* **Directive**:
Please lay out the part of the records that opens with the line containing "Indicate the canon" and closes with the line containing "x=234, y=372" as a Markdown table with the columns Row and Line. Number each line in the Row column, include both end lines, and leave out blank lines.
:::
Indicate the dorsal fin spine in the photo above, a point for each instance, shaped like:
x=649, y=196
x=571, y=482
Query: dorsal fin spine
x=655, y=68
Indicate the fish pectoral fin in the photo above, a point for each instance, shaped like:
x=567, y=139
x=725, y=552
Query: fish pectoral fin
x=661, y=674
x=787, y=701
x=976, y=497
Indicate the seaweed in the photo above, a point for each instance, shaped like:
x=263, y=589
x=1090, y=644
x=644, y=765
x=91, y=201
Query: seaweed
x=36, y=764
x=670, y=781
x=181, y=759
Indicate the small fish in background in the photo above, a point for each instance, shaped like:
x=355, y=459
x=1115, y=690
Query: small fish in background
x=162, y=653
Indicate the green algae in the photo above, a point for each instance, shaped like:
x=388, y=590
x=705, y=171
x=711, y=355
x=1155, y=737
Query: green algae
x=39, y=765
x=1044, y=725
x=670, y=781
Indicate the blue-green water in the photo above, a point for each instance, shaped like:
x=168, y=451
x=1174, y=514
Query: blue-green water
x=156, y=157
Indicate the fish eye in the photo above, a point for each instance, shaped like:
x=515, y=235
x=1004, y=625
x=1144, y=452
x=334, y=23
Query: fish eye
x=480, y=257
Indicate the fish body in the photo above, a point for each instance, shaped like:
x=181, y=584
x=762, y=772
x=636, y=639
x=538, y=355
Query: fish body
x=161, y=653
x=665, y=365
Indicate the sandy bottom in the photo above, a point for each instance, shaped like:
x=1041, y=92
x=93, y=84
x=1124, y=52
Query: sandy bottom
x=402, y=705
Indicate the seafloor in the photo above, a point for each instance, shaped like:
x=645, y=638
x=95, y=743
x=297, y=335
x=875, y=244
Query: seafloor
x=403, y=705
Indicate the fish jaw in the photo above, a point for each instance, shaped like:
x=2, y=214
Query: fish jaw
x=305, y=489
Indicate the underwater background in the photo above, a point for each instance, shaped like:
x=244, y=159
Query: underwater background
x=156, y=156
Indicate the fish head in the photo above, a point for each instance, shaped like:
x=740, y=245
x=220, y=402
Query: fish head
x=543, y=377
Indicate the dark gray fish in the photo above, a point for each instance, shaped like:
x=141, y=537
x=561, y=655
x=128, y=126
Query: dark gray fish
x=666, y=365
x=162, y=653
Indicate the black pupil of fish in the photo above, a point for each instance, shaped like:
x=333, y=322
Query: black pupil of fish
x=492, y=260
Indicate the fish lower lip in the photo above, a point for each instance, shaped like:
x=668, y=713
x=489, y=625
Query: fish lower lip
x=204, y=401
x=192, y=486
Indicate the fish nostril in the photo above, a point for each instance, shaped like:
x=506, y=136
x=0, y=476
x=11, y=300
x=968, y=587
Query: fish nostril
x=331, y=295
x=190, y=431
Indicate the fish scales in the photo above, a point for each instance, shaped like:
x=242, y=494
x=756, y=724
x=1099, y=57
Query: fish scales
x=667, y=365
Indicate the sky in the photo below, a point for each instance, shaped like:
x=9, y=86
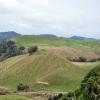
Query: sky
x=59, y=17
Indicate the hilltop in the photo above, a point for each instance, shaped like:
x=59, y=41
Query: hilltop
x=8, y=35
x=29, y=40
x=45, y=70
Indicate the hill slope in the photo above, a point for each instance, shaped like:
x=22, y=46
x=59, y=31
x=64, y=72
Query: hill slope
x=8, y=35
x=41, y=71
x=29, y=40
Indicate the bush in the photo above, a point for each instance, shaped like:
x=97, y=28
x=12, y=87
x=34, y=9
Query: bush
x=82, y=59
x=22, y=87
x=32, y=50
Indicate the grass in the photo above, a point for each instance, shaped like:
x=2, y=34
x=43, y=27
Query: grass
x=43, y=67
x=13, y=97
x=48, y=69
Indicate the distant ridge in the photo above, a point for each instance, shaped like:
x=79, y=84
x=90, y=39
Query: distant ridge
x=82, y=38
x=48, y=35
x=8, y=35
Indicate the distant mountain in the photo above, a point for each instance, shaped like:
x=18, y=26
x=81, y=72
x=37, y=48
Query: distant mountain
x=48, y=35
x=8, y=35
x=81, y=38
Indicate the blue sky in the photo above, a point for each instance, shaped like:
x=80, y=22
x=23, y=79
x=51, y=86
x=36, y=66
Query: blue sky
x=59, y=17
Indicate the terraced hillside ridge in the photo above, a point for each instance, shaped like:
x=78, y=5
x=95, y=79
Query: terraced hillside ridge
x=46, y=70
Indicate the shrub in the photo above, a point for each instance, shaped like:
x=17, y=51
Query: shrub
x=32, y=50
x=22, y=87
x=82, y=59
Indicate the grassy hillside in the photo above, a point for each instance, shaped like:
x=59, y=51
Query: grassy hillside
x=13, y=97
x=89, y=87
x=45, y=70
x=28, y=40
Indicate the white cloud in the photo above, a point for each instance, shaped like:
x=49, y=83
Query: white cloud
x=61, y=17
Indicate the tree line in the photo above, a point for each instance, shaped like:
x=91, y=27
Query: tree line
x=10, y=49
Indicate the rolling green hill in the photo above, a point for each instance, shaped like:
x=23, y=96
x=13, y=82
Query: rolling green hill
x=44, y=70
x=29, y=40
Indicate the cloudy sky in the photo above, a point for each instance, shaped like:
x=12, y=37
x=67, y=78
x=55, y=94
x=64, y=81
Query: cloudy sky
x=60, y=17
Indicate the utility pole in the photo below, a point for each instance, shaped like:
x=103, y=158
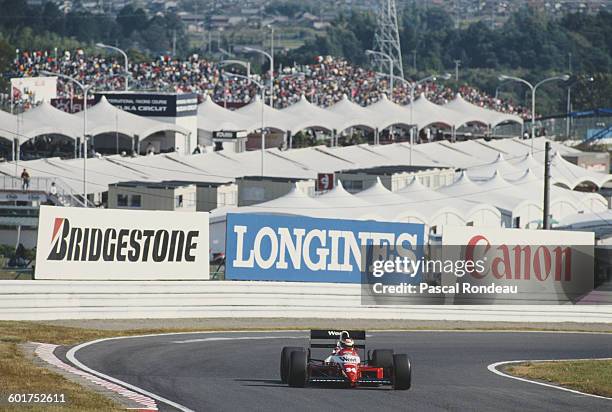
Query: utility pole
x=386, y=38
x=173, y=43
x=457, y=64
x=545, y=218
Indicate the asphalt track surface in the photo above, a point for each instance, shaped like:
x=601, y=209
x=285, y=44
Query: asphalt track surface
x=233, y=372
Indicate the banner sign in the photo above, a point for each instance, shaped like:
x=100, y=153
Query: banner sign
x=305, y=249
x=325, y=182
x=538, y=266
x=153, y=104
x=110, y=244
x=34, y=89
x=228, y=135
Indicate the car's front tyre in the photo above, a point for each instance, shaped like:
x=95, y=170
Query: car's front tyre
x=402, y=372
x=298, y=369
x=285, y=361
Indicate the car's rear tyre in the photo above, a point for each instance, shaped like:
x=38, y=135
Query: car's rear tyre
x=298, y=369
x=402, y=372
x=285, y=359
x=382, y=358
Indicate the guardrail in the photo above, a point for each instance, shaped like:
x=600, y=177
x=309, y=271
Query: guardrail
x=50, y=300
x=64, y=195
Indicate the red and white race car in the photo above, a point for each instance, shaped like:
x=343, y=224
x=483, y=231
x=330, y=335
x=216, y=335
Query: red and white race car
x=344, y=365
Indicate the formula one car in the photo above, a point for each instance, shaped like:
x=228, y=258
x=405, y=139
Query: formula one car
x=345, y=366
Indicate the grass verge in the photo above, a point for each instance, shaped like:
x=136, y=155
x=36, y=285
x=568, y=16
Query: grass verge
x=19, y=374
x=588, y=376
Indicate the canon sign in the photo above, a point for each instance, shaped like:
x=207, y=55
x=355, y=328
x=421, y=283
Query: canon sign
x=544, y=265
x=509, y=262
x=119, y=244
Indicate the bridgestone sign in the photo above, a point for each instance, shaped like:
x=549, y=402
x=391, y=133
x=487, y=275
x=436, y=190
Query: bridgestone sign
x=86, y=244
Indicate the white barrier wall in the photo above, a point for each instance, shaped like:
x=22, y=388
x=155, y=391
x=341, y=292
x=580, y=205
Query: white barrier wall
x=49, y=300
x=104, y=244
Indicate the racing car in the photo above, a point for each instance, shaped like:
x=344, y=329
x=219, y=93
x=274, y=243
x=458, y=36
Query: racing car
x=345, y=365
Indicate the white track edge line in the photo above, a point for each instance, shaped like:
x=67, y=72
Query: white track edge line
x=493, y=368
x=70, y=355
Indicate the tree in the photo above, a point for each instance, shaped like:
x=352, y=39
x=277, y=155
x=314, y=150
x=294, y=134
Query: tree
x=131, y=19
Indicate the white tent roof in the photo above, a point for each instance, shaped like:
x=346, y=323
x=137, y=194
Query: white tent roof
x=563, y=172
x=12, y=127
x=479, y=147
x=576, y=175
x=272, y=118
x=588, y=220
x=494, y=193
x=107, y=118
x=426, y=113
x=498, y=166
x=345, y=204
x=399, y=154
x=213, y=117
x=533, y=185
x=446, y=153
x=388, y=113
x=353, y=114
x=64, y=123
x=477, y=113
x=308, y=115
x=394, y=205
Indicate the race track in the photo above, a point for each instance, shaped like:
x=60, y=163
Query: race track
x=234, y=372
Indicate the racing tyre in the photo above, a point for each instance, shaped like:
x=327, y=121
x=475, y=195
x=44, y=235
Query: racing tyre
x=382, y=358
x=298, y=369
x=402, y=372
x=285, y=359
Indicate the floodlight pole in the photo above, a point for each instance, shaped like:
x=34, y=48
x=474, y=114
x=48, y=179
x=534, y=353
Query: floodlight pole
x=85, y=89
x=263, y=105
x=545, y=217
x=271, y=58
x=117, y=49
x=413, y=87
x=391, y=74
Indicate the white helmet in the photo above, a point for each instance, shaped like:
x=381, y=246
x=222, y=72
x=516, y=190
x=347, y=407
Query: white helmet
x=345, y=340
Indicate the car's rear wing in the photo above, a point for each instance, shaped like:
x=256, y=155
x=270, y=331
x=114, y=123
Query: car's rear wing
x=329, y=338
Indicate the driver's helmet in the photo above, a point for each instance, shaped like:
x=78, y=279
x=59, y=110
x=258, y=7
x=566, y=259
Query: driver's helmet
x=345, y=341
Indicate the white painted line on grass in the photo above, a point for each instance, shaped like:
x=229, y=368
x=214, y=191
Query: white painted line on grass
x=216, y=339
x=71, y=356
x=45, y=352
x=493, y=368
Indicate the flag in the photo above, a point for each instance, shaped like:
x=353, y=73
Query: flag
x=16, y=93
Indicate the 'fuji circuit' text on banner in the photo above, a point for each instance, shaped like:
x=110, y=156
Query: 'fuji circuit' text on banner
x=110, y=244
x=305, y=249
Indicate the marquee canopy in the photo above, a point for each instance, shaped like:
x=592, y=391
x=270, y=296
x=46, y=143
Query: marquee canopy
x=479, y=114
x=212, y=117
x=15, y=127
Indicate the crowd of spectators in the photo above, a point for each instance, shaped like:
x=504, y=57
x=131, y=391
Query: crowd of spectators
x=323, y=83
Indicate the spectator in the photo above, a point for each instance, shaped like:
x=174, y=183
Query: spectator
x=25, y=180
x=324, y=82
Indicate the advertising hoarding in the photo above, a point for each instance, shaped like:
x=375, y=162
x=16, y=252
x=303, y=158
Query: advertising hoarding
x=545, y=266
x=305, y=249
x=35, y=89
x=153, y=104
x=110, y=244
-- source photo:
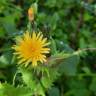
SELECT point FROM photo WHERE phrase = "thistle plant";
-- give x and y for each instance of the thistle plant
(37, 62)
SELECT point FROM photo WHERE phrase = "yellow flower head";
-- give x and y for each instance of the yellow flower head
(31, 48)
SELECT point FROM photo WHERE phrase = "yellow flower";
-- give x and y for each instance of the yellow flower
(31, 48)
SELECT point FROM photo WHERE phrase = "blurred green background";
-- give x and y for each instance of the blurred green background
(72, 26)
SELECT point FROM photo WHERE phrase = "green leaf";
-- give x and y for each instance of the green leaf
(54, 92)
(9, 90)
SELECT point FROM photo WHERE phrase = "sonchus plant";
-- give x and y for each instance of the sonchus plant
(36, 72)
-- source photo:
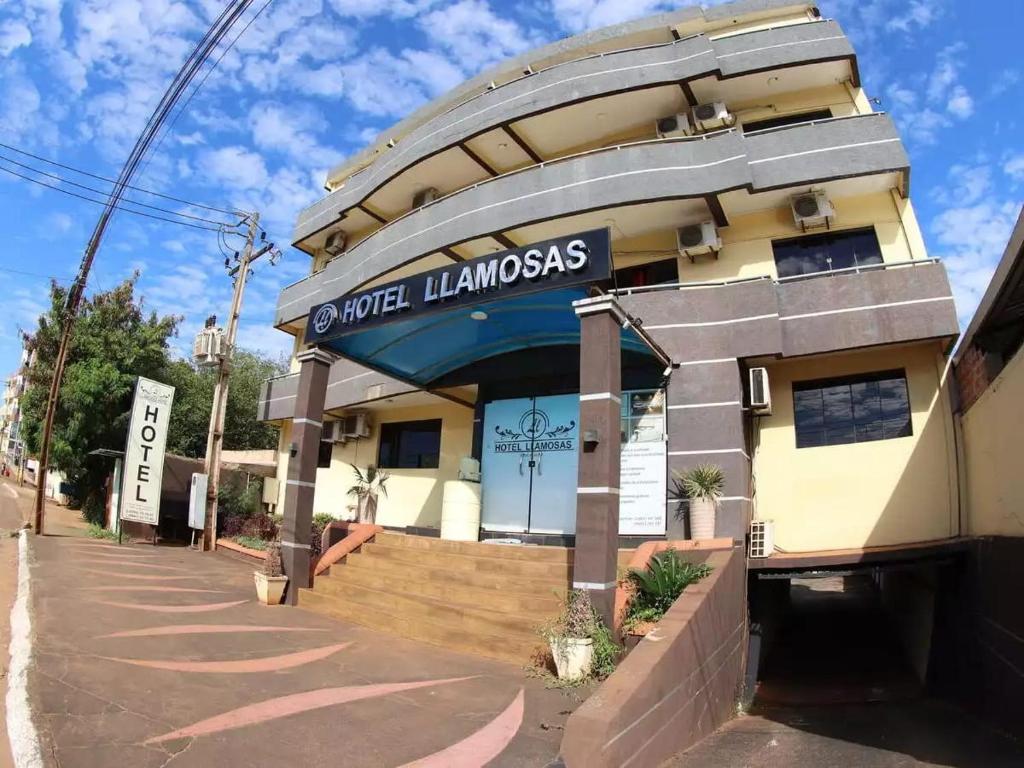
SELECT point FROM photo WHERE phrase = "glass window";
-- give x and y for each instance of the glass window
(822, 253)
(856, 409)
(804, 117)
(324, 455)
(411, 444)
(652, 273)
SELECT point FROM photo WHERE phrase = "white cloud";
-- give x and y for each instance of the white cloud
(474, 35)
(236, 167)
(13, 35)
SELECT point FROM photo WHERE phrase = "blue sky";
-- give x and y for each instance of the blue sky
(312, 81)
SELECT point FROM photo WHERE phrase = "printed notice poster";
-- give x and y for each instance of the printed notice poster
(143, 470)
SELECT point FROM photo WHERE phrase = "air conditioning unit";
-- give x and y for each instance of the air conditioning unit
(674, 125)
(760, 391)
(425, 196)
(698, 240)
(713, 116)
(469, 469)
(812, 211)
(335, 244)
(762, 539)
(354, 426)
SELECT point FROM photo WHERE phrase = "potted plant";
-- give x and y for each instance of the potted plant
(570, 636)
(368, 485)
(270, 580)
(702, 487)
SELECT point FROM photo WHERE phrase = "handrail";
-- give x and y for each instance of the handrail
(792, 279)
(601, 54)
(614, 147)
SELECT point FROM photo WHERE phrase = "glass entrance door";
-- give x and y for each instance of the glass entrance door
(529, 464)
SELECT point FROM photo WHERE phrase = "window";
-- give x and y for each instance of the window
(855, 409)
(411, 444)
(653, 273)
(804, 117)
(324, 455)
(822, 253)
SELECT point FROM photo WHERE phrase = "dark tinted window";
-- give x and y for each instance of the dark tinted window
(822, 253)
(324, 456)
(805, 117)
(653, 273)
(875, 407)
(411, 444)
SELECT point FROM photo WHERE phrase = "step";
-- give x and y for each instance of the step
(385, 568)
(509, 647)
(436, 611)
(441, 586)
(477, 549)
(461, 563)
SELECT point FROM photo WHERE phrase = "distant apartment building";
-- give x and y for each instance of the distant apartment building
(683, 240)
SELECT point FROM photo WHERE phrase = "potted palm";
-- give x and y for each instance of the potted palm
(368, 485)
(270, 581)
(702, 487)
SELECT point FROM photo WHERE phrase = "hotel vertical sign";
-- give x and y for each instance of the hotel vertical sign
(143, 468)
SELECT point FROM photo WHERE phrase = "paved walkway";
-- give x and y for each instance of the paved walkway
(160, 656)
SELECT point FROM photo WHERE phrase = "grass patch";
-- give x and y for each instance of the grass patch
(98, 531)
(251, 542)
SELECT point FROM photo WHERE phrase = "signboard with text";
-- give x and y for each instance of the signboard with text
(143, 464)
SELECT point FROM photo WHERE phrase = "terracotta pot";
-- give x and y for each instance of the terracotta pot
:::
* **Task result**:
| Row | Line |
|---|---|
| 1 | Indicate the canon sign in the photo above, a point for each instance, shaped like: |
| 2 | x=207, y=55 |
| 3 | x=355, y=328 |
| 4 | x=421, y=283 |
| 5 | Query: canon sign |
| 6 | x=544, y=265 |
| 7 | x=509, y=262 |
| 8 | x=119, y=244 |
| 9 | Indicate the bridgestone sign in the photo above, a point for each instance, shaped like: |
| 10 | x=549, y=402 |
| 11 | x=391, y=133 |
| 12 | x=487, y=275 |
| 13 | x=436, y=190 |
| 14 | Query: bridgestone sign |
| 15 | x=86, y=244 |
| 16 | Indicate the white barrier wall in the photo above, a point for each instance, shaped like: |
| 17 | x=22, y=388 |
| 18 | x=155, y=391 |
| 19 | x=341, y=292 |
| 20 | x=580, y=205 |
| 21 | Query: white barrier wall |
| 22 | x=49, y=300 |
| 23 | x=104, y=244 |
| 24 | Indicate the racing car in the photo above, a point for each instance, shaped like: |
| 25 | x=344, y=329 |
| 26 | x=219, y=93 |
| 27 | x=274, y=243 |
| 28 | x=458, y=36 |
| 29 | Query: racing car |
| 30 | x=345, y=365 |
| 31 | Indicate the white track edge line in the photo above, a point for each instance, shaped like: |
| 32 | x=67, y=72 |
| 33 | Query: white track edge line |
| 34 | x=493, y=368 |
| 35 | x=70, y=355 |
| 36 | Indicate the tree in the photo above, a point for each instance, shaped like: |
| 37 | x=352, y=39 |
| 38 | x=277, y=155 |
| 39 | x=314, y=150 |
| 40 | x=294, y=134 |
| 41 | Query: tree |
| 42 | x=131, y=19 |
| 43 | Indicate the white tent roof in the photo above, a point for each instance, shaped like: |
| 44 | x=346, y=323 |
| 45 | x=137, y=194 |
| 46 | Query: white tent roof |
| 47 | x=563, y=172 |
| 48 | x=12, y=127 |
| 49 | x=479, y=147 |
| 50 | x=576, y=175 |
| 51 | x=272, y=118 |
| 52 | x=588, y=220 |
| 53 | x=494, y=193 |
| 54 | x=107, y=118 |
| 55 | x=426, y=113 |
| 56 | x=498, y=166 |
| 57 | x=345, y=204 |
| 58 | x=399, y=154 |
| 59 | x=213, y=117 |
| 60 | x=533, y=185 |
| 61 | x=446, y=153 |
| 62 | x=388, y=113 |
| 63 | x=353, y=114 |
| 64 | x=64, y=123 |
| 65 | x=477, y=113 |
| 66 | x=308, y=115 |
| 67 | x=394, y=205 |
| 68 | Indicate the race track in the photo above, a point for each instance, shaped like: |
| 69 | x=60, y=163 |
| 70 | Query: race track |
| 71 | x=234, y=372 |